▶ **Description of the task**
Only a number is wanted here: the count of lines in the entries below that contain the word "fingers".

⁂

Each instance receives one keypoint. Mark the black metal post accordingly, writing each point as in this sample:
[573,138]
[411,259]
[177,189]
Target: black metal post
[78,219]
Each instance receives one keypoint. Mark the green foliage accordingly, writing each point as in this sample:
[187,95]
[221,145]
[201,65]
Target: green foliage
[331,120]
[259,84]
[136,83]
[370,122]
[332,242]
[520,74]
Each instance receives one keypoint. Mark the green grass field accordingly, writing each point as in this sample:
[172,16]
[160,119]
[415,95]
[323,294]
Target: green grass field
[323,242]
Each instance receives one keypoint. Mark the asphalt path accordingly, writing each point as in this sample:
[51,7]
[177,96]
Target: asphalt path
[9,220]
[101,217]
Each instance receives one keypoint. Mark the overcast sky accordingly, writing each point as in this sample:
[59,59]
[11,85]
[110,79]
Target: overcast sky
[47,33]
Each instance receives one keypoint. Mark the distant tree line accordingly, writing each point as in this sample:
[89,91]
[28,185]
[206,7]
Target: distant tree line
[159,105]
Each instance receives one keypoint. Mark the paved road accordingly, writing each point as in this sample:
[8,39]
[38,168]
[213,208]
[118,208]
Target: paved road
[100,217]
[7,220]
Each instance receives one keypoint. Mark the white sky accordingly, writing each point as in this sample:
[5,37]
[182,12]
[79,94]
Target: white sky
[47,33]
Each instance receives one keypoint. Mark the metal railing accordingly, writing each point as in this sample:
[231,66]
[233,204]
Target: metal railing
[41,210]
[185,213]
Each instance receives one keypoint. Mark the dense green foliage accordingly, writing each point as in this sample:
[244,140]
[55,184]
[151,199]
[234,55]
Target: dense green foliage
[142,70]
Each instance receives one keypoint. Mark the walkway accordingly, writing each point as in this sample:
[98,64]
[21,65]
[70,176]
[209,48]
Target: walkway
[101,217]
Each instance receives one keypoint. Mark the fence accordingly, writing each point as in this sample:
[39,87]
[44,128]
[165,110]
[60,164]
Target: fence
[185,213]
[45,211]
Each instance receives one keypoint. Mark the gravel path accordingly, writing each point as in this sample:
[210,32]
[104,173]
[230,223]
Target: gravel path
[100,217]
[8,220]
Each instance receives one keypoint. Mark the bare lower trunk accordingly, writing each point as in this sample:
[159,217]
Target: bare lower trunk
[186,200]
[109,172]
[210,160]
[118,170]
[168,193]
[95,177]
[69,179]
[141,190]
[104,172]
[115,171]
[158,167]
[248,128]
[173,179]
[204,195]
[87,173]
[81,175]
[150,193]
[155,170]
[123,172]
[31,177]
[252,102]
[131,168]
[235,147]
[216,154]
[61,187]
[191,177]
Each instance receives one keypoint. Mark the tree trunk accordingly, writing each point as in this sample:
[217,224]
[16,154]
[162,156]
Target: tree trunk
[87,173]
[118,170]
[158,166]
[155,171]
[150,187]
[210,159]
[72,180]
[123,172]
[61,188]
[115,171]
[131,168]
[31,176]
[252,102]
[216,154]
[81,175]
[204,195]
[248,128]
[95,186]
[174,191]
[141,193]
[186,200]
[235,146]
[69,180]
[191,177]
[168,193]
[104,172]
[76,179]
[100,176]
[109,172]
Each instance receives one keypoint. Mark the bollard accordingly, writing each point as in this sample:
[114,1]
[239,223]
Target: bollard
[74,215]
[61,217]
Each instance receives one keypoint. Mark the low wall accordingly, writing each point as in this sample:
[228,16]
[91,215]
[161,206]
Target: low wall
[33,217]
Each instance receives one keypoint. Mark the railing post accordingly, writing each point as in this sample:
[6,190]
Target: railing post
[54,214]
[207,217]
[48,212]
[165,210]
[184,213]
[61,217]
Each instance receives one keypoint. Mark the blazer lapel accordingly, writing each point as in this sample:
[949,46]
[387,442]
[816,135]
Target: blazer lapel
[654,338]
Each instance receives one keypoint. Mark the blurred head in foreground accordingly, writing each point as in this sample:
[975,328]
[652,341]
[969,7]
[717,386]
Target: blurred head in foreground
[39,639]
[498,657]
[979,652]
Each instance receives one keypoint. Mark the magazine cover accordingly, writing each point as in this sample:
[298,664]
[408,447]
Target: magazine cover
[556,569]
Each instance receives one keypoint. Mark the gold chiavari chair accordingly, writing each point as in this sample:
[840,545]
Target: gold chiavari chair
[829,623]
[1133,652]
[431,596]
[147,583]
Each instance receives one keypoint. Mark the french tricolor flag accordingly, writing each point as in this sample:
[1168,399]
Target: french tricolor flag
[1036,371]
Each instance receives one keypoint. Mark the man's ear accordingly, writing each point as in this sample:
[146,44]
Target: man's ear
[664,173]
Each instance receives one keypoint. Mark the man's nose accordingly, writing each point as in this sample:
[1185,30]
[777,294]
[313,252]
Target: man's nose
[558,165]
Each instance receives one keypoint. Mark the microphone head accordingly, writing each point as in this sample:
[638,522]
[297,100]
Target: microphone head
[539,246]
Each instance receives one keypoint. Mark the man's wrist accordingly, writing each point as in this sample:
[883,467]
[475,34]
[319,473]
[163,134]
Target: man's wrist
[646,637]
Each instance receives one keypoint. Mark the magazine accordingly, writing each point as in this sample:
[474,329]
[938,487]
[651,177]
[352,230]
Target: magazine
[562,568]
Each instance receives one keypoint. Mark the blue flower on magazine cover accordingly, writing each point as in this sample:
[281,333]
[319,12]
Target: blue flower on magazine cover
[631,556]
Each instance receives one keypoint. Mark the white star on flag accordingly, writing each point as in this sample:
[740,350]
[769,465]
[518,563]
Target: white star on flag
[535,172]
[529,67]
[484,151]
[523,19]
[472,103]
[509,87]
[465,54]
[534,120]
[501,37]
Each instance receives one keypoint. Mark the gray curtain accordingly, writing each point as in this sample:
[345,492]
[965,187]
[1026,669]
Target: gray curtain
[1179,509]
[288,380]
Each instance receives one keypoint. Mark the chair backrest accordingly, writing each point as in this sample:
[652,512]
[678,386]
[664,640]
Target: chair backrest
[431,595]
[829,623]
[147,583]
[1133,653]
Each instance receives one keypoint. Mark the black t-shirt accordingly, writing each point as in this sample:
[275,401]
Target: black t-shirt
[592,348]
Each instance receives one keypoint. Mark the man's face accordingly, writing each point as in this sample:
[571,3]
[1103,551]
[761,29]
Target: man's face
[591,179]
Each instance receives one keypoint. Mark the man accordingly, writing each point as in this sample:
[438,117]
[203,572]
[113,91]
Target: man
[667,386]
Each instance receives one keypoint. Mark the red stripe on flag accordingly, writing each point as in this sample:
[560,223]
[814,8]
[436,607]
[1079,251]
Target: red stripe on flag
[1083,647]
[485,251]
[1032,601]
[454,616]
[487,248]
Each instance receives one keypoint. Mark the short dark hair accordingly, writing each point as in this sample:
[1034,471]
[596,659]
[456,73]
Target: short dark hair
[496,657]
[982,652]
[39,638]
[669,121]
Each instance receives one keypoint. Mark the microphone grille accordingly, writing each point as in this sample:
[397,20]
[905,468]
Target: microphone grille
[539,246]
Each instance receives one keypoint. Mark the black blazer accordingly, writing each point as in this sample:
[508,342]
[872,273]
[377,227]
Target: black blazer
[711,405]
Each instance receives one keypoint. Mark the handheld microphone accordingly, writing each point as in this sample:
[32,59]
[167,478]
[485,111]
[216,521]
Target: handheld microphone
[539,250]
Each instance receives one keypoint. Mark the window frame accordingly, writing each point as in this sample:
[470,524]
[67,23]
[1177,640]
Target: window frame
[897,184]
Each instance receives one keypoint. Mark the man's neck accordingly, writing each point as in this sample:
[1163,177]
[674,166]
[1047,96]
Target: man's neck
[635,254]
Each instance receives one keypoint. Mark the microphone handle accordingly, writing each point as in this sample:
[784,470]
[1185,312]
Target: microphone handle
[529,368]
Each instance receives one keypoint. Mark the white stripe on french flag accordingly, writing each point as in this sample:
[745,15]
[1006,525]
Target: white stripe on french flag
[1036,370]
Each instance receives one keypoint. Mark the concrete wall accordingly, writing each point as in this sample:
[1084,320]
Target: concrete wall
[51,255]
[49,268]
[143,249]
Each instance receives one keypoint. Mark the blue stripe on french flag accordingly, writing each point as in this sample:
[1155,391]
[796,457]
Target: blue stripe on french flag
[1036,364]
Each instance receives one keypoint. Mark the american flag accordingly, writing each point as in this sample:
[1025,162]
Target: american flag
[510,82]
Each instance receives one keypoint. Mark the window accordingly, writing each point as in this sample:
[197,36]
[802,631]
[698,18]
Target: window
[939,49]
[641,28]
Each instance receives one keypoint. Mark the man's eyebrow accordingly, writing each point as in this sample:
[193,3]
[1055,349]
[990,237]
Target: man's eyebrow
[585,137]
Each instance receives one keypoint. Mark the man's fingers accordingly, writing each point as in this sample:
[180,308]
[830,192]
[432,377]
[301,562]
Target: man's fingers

⁂

▶ **Response for this exercise**
2